→ Passage shown
----------

In some cases, sales that occurred during years other than those in issue are helpful in determining fair market value because they can either show a trend or indicate the fair market value for the years in issue. Estate of Spruill v. Commissioner, supra at 1233; Estate of Gilford v. Commissioner [Dec. 43,622], 88 T.C. 38, 52-55 (1987). Subsequent events or facts may be used to corroborate an appraisal that is based on facts known as of the valuation date. See Estate of Kaplin v. Commissioner [85-1 USTC ╤ 9127], 748 F.2d 1109, 1111 (6th Cir. 1984), revg. [Dec. 39,235(M)] T.C. Memo. 1982-440. We also consider sales of comparable property occurring after the valuation date if there are no uncertain probabilities or contingencies which affect the value of the property. Estate of Thompson v. Commissioner [Dec. 44,200], 89 T.C. 619, 628-629 n.7 (1987), revd. on other grounds [88-2 USTC ╤ 13,792] 864 F.2d 1128 (4th Cir. 1989); Estate of Stanton v. Commissioner [Dec. 45,839(M)], T.C. Memo. 1989-341; Estate of Moss v. Commissioner [Dec. 38,803(M)], T.C. Memo. 1982-85.
In his report, Mr. Burger considered the following sales of Calder tapestries:
In 1976 (8 or 9 years before the years of the donations), Galleria Bonino, Rosenhouse, and Circle Gallery each sold 6 by 8 tapestries for $5,000. Mr. Burger does not indicate the number of tapestries that were sold at each of these locations. In 1984, a 5 by 7 tapestry was sold at auction at Christie's New York for $8,500 plus a 10 percent buyer's premium. In 1986, a 5 by 7 tapestry was sold at William Doyle for $10,000 plus a $1,000 premium. A 6 by 8 tapestry was sold at CAC Publications for $10,000. Mr. Burger does not give the year of this sale.
Mr. Burger appraised the Calder tapestries at $10,000 each in 1983 and 1984.
Mr. Burger's report is two pages long and does not contain a discussion of his methodology. Mr. Burger provided information about only six sales of Calder tapestries which he used to estimate the fair market value of the tapestries.

----------

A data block
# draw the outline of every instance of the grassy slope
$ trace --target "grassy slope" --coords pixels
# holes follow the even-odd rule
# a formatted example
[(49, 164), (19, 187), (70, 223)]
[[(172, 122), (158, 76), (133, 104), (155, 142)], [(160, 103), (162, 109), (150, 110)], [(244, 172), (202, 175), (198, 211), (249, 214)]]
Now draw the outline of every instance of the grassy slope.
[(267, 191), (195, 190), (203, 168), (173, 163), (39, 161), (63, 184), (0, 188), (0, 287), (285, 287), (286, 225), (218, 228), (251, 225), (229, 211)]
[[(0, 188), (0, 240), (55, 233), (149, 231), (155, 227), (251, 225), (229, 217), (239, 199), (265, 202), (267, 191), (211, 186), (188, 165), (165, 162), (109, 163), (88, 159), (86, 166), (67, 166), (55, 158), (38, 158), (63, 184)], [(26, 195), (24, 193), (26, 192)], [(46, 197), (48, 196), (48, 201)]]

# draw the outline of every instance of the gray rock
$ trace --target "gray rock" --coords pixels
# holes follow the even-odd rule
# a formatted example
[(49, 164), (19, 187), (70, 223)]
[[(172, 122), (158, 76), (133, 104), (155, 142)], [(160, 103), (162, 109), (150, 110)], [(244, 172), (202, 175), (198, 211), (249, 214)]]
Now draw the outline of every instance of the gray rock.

----------

→ Instructions
A - In the passage on the Calder tapestry valuation, what value did Mr. Burger assign to each tapestry in 1983 and 1984?
B - Resume the passage on the Calder tapestry valuation, picking up after its final sentence.
The items come from a different source than the passage on the Calder tapestry valuation.

→ Exercise answers
A - $10,000 each.

B -
Mr. Linsner, respondent's expert, believes that the 1984 sale at Christie's New York and the 1986 sale at William Doyle Galleries were "cooked." The object of a cooked sale is to inflate the perceived value of the item sold. In response, Mr. Burger argues that the sales occurred at legitimate galleries that would not engage in "cooked" sales.
Mr. Burger and Mr. Linsner disputed the weight to be given to sales at Christie's New York and Sotheby's versus Christie's East or Sotheby's Arcade in light of the fact that lower-priced items are generally sold at the latter locations.
Mr. Linsner, respondent's expert, valued the tapestries at $1,250 each. He used the theories of most common market and contemporary sales or auction data to value the tapestries. Mr. Linsner asserts that, by selling tapestries in bulk to nondealers at deeply discounted prices, Ms. Meyer shifted the most common market from retail sales to sales at prices below wholesale "through aggressive merchandising and control of wholesale, discount and even retail prices." He attached two documents to his report, purporting to show that Ms. Meyer sold 6 by 8 Calder tapestries for $1,250 each to certain individuals, while she offered the same size tapestries on the retail market for $10,000 each. While such sales may have occurred, the evidence in the record is not sufficient to convince us that they did, or that Mr. Linsner's theory is correct to the exclusion of consideration of other sales.
In his report, Mr. Linsner considered the following sales:
In 1978, a Calder tapestry sold for $750. In 1985, two tapestries sold at Christie's East for $550 and $700 each. In 1987 two tapestries sold at Sotheby's Arcade, one for $750 and the other for $5,000. In 1988 three tapestries sold at Christie's East, two for $1,700 each and one for $2,800. In 1989 seven tapestries sold at Christie's East, two for $2,400 each, two for $2,800 each, and three sold for $3,200, $3,500, and $6,000. Mr. Linsner did not indicate the size of any of these tapestries.
Attached to Mr. Linsner's expert report are documents which describe other possible sales of Calder tapestries.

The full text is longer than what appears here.